* **DIRECTIONS**
1. Print the comment thread from "Clearly, you're standing" up to and including "very much dogma.".
2. Please continue the comment thread after its last line.

* **PAGE TEXT**
I think Augustus Johnson, Crunchy the Clown, and Nate W. are making excellent points. Since I was very young, I've been an admirer of C.S. Lewis and J.R.R. Tolkien, and thought from reading them and other British writers that I knew something about the British . (And as I got older, I also read Margaret Drabble and Doris Lessing, among others.)

A couple of years ago, I had the opportunity to work for a British company for about 8 months, and I realized, I knew very little about what the UK is like today. (I didn't even know, before I worked with British nationals, that most of them call it "the UK.")

It's true that drinking seems to be the national past-time, and that Lewis and Tolkien are considered hopelessly outdated and boring by many of the people I met at this British company. I also found the people I worked with to be incredibly easy-going, friendly, gentle, and funny.

I'm not a fan of Rowan Williams (though I will keep in mind Nate W.'s recommendation about his book on the Arian controversy) and I am appalled by the woman who had 7 abortions. But, I also wonder, without having lived in the UK or without being a frequent visitor, how we feel so qualified to talk about that nation's decline as if we actually know something about it. I think these are really good questions that Nate W. and Augustus Johnson have been raising, Rod.

Heather
July 16, 2008 9:51 AM

"...lifelong battle with depression, how she once tried to take her own life and how she finds it a daily struggle to overcome a deep and abiding sense of shame."

Notice, Rod, that her battle with emotional problems has been "lifelong", meaning they began BEFORE the multiple abortions.

Those of us who have watched someone close to us battle mental illness - particularly mental illness mixed with pregnancy, childcare, and postpartum depression - will immediately recognize this downward spiral. The abortions are as much a syptom of her emotional problems as they are a cause; and if she had brought more of these pregnancies to term, her difficult life cirstances would also have resulted in shame, regret, and depression for her...and her children. Its a very sad situation that defies any simple explanation.

Francis Beckwith
July 16, 2008 11:38 AM

The Rev. Williams was referring to Obama's church, Trinity, not the doctrine. :-)

JPL
July 16, 2008 12:06 PM

Grigory, what can I tell you. Enjoy your chosen view on Christ and religion. It's just too narrow for me, and for many, many other people. Maybe it worked during the Middle Ages, but having seen so many people, from so many nations, with so many religions, it's just too obvious to me that the righteous come in all colors, speak all languages, and call God by different names.

Clearly, you're standing with the Christ who viciously attacked his enemies, threatened them with hell, and who is promised to return in the end, slaughter all who think differently, and condemn them eternally.

I'll stand with the one who helped a Roman centurion, without asking him to renounce either Rome or his position as a soldier. The one who took mercy on a Samaritan woman, not telling her to become a Jew. The one who ate with Gentiles and tax collectors and whores and fishermen, and called them to act with compassion and love, without really seeming to dictate very much dogma.

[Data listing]
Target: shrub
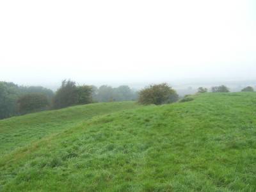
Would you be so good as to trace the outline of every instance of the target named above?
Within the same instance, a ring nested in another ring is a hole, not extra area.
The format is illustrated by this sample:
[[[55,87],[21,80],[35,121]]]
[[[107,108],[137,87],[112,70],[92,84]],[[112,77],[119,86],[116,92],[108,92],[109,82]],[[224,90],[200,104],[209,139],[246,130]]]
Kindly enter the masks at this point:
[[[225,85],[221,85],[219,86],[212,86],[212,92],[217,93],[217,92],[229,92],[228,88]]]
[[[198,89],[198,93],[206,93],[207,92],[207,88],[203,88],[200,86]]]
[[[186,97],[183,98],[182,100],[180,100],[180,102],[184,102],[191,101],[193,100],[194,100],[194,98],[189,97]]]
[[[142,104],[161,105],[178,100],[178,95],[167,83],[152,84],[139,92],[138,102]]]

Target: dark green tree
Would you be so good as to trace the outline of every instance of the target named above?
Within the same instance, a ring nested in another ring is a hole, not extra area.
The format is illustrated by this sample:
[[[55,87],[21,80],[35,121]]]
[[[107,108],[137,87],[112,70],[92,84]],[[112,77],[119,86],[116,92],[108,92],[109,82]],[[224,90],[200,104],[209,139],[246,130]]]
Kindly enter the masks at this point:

==

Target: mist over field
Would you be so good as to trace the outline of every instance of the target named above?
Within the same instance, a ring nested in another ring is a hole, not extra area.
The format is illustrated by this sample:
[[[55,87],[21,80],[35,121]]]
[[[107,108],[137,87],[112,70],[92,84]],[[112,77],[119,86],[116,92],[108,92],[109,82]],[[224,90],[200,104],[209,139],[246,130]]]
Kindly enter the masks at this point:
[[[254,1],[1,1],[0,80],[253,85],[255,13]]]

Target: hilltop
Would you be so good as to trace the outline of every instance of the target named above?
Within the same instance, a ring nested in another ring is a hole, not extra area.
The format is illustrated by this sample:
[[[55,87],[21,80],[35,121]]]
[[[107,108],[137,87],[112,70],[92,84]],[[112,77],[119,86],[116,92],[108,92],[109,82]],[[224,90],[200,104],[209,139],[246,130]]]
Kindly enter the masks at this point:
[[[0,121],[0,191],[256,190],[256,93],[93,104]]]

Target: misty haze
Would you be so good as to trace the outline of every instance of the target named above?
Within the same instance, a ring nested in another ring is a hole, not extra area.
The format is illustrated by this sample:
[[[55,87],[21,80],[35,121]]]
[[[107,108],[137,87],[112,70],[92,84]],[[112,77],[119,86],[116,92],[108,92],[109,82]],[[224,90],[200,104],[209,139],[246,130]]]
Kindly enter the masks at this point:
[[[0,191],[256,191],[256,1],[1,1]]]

* **TASK RESPONSES**
1.
Clearly, you're standing with the Christ who viciously attacked his enemies, threatened them with hell, and who is promised to return in the end, slaughter all who think differently, and condemn them eternally.

I'll stand with the one who helped a Roman centurion, without asking him to renounce either Rome or his position as a soldier. The one who took mercy on a Samaritan woman, not telling her to become a Jew. The one who ate with Gentiles and tax collectors and whores and fishermen, and called them to act with compassion and love, without really seeming to dictate very much dogma.

2.
I'll stand with Gandhi, who followed in those footsteps...who spoke truth, but worked very hard to not offend and anger those with whom he disagreed. He asked people to fight against their anger, not to provoke it. And although Hindu, he showed equal respect for all other faiths, including Christianity, and thought them the equal of his own.

I'll stand with the Archbishop, trying hard to find some way to maintain the unity of the faith in a world of religious plurality. Doubtless he falters and fails and struggles, and maybe he's not the best man for the job. But he's there, and I believe he's faithfully doing his best. I'm sure he prays for guidance and strength, and does what he can with what he receives.

If the liberal position of Gandhi, of Christ, and of the Archbishop is wrong...well, I'd rather be wrong with those guys than right with you. And, hard as it is for you to bear, more and more people are around the world, in all faiths, including your own, agree with me.

Rob G
July 16, 2008 12:28 PM

"hard as it is for you to bear, more and more people are around the world, in all faiths, including your own, agree with me."

Trying to remember here when a majority vote determined truth. Oh yeah...never.

Then again, since truth doesn't mean truth anymore, just "truth for me," how can it really matter?

sigaliris
July 16, 2008 12:42 PM

How predictable that the symbolic indicator of spiritual death is, for Rod and the writer of the article, a woman. Apparently she managed to get pregnant seven times all on her own, out of sheer willfulness. I guess it would be healthier for this depressed, abused, suicidal woman to be the single mother of seven children with an assortment of deadbeat fathers? Er, no, I guess she'd get slammed for that equally.

Strangely, we don't find out till 3/4 of the way down the article that her depression and shame started in childhood, when her stepfather sexually abused her for FOUR YEARS, and her mother would not believe her when she asked for help. Maybe Rod didn't read that far.

The men who impregnated her seven times are equally responsible. Any man who does not want to be a father can simply not have sex. Or he can make sure he understands his partner's feelings about the possibility of pregnancy before taking on such a big potential responsibility. Or he can use a latex condom, properly applied, every single time. But men who fail to do these things aren't pilloried by columnists as examples of disgraceful, selfish behavior, are they?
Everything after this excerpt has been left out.